[Set task 1] Print these lines from the entries unchanged, beginning at the line that contains "# Trace the outline of every instance of the green" and stopping after the line that contains "99), (38, 97)]".
**** Article ****
Some nonlinear dynamics of a heated channel

Abstract

Linear and nonlinear mathematical stability analyses of parallel channel density wave oscillations are reported. The two phase flow is represented by the drift flux model. A constant characteristic velocity v 0 ∗ is used to make the set of equations dimensionless to ensure the mutual independence of the dimensionless variables and parameters: the steady-state inlet velocity v , the inlet subcooling number N sub and the phase change number N pch . The exact equation for the total channel pressure drop is perturbed about the steady-state for the linear and nonlinear analyses. The surface defining the marginal stability boundary (MSB) is determined in the three-dimensional equilibrium-solution/operating-parameter space v − N sub − N pch . The effects of the void distribution parameter C 0 and the drift velocity V gj on the MSB are examined. The MSB is shown to be sensitive to the value of C 0 and comparison with experimental data shows that the drift flux model with C 0 > 1 predicts the experimental MSB and the neighboring region of stable oscillations (limit cycles) considerably better than do the homogeneous equilibrium model ( C 0 = 1, V gj = 0 ) or a slip flow model. The nonlinear analysis shows that supercritical Hopf bifurcation occurs for the regions of parameter space studied; hence stable oscillatory solutions exist in the linearly unstable region in the vicinity of the MSB. That is, the stable fixed point v becomes unstable and bifurcates to a stable limit cycle as the MSB is crossed by varying N sub and/or N pch .
**** Data extract ****
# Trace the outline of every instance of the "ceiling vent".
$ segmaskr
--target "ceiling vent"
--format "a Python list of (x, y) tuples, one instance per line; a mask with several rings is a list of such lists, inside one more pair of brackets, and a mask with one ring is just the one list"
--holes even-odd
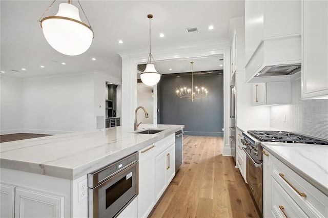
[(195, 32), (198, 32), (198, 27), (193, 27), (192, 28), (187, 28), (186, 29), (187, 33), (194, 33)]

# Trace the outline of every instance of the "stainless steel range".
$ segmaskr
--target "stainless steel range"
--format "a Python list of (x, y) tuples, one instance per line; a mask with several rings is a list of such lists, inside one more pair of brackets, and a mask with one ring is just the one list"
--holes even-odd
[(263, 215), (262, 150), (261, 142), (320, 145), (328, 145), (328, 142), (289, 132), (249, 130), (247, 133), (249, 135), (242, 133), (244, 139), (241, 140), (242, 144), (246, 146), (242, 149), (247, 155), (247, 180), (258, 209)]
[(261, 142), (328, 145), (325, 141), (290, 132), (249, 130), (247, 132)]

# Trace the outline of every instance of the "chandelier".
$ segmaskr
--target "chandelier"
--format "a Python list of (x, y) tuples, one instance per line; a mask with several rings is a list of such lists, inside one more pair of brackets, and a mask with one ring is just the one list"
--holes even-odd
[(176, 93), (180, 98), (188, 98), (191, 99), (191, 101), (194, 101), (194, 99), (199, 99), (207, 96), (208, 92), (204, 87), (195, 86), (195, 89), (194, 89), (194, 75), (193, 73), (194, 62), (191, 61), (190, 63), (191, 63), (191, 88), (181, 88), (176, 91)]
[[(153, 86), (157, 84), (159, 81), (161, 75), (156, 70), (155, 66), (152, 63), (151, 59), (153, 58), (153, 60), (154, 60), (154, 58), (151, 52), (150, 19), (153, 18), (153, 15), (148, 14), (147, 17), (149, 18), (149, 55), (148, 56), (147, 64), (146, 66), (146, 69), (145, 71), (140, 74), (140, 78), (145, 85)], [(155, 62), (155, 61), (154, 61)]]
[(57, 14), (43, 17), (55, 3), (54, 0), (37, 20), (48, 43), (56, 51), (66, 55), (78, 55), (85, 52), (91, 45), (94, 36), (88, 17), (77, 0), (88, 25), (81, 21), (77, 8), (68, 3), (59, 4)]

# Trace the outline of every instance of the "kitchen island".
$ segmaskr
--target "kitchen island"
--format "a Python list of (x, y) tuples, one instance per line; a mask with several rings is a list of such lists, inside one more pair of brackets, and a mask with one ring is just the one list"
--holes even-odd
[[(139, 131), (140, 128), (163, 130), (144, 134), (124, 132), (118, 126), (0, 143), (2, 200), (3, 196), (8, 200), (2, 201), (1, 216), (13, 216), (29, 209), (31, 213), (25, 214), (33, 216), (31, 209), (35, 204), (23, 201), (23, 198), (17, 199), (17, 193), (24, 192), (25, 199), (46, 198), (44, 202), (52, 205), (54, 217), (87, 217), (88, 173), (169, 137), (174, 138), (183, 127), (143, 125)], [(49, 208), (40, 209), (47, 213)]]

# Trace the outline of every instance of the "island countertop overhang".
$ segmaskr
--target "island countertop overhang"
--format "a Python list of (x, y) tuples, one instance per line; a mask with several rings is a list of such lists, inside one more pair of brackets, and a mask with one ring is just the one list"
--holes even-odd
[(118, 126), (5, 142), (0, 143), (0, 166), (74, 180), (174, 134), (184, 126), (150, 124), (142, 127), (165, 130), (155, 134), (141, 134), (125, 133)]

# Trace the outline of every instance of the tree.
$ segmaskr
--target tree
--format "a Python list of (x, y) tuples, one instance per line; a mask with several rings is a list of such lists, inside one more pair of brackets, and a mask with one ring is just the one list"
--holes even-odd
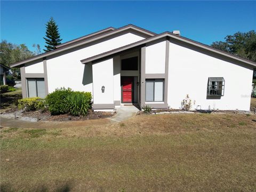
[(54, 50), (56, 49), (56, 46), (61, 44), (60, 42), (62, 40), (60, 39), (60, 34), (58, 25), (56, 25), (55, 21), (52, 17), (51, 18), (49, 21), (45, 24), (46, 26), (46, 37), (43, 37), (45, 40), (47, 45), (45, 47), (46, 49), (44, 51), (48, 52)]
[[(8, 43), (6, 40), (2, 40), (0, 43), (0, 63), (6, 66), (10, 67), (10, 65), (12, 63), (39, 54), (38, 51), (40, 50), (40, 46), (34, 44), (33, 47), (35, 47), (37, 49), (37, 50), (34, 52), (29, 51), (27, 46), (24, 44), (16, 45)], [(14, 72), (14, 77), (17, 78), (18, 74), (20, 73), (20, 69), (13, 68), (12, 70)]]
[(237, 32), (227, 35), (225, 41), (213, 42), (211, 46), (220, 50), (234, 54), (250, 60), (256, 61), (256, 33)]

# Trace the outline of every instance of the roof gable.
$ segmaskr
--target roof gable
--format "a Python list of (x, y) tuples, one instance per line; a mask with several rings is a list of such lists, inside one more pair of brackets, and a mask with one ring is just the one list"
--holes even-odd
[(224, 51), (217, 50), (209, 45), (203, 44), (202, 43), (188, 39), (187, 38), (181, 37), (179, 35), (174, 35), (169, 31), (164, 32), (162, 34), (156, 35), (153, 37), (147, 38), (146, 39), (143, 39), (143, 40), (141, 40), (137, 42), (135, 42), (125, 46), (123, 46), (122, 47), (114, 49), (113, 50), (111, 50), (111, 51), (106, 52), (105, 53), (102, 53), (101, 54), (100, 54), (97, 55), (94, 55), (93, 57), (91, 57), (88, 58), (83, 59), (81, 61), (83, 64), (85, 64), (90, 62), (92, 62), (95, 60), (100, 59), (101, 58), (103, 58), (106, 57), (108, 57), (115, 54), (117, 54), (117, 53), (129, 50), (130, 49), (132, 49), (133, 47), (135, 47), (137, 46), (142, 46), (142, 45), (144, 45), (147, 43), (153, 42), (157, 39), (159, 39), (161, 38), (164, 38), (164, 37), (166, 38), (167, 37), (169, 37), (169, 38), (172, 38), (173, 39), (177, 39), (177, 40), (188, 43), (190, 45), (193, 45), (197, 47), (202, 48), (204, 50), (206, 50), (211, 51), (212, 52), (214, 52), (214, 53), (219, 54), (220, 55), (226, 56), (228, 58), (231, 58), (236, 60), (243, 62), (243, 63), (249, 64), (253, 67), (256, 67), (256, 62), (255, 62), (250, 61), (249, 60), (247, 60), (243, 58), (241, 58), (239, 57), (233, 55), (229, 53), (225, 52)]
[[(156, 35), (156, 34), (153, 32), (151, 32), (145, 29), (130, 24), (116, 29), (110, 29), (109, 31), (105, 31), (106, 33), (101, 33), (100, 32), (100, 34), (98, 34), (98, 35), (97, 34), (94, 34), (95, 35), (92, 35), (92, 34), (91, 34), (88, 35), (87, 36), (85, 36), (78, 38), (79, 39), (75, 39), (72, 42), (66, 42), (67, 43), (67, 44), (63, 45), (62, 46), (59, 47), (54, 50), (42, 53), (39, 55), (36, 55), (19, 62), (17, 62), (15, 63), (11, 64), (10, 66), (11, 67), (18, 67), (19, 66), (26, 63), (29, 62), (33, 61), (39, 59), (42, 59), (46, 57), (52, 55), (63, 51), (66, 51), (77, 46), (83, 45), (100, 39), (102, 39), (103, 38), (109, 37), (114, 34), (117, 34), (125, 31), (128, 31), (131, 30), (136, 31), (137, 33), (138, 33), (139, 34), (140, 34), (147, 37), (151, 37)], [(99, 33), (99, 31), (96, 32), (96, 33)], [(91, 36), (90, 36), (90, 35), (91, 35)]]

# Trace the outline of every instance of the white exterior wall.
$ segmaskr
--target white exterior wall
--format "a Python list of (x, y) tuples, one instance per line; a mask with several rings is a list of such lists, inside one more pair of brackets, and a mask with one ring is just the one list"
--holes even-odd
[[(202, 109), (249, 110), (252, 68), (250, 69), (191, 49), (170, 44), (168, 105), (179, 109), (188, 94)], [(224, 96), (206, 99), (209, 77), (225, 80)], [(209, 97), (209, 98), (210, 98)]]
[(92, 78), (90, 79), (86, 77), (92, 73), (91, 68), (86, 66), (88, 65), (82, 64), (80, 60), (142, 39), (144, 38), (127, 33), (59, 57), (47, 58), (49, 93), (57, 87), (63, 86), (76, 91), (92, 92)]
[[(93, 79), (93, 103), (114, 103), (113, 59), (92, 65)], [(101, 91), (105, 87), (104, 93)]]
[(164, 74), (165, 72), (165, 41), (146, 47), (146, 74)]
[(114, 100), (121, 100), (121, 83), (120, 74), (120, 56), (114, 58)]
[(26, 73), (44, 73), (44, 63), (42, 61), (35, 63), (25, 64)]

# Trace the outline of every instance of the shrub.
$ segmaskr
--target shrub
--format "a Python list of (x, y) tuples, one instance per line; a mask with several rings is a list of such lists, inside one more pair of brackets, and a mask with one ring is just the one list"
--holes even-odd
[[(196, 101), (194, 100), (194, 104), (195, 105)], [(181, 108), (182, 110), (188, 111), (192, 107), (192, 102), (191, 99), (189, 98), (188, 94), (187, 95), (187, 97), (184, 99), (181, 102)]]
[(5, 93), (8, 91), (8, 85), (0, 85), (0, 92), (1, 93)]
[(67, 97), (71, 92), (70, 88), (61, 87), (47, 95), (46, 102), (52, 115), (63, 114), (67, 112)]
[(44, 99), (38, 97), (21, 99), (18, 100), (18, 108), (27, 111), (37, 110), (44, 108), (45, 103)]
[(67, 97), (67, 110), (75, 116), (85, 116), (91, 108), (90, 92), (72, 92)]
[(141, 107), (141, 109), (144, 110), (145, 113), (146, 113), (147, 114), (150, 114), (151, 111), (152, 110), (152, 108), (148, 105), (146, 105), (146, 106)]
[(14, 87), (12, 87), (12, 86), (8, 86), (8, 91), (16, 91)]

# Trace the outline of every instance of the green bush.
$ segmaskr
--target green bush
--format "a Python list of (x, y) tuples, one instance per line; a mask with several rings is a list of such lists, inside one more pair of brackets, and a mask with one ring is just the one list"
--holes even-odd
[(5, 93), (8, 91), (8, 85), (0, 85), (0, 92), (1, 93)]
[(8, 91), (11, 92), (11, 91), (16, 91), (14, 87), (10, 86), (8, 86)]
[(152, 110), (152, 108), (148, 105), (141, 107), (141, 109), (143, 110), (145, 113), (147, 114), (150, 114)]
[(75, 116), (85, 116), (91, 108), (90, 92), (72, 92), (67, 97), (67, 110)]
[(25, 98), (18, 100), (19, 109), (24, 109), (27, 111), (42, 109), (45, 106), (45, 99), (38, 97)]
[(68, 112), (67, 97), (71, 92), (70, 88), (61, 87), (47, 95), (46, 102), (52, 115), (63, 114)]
****
[Set task 2] In the heated-channel abstract, which model represents the two-phase flow?

[Correct response 1]
# Trace the outline of every instance of the green bush.
$ segmaskr
--target green bush
--format "a Python list of (x, y) tuples, one instance per line; a mask with several rings is a list of such lists, inside one more pair of brackets, and a mask with one ring is just the one list"
--holes even-odd
[(5, 93), (8, 91), (8, 85), (0, 85), (0, 92), (1, 93)]
[(8, 91), (11, 92), (11, 91), (16, 91), (14, 87), (10, 86), (8, 86)]
[(152, 110), (152, 108), (148, 105), (141, 107), (141, 109), (143, 110), (145, 113), (147, 114), (150, 114)]
[(75, 116), (85, 116), (91, 108), (90, 92), (72, 92), (67, 97), (67, 110)]
[(25, 98), (18, 100), (19, 109), (24, 109), (27, 111), (42, 109), (45, 106), (45, 99), (38, 97)]

[Correct response 2] The drift flux model.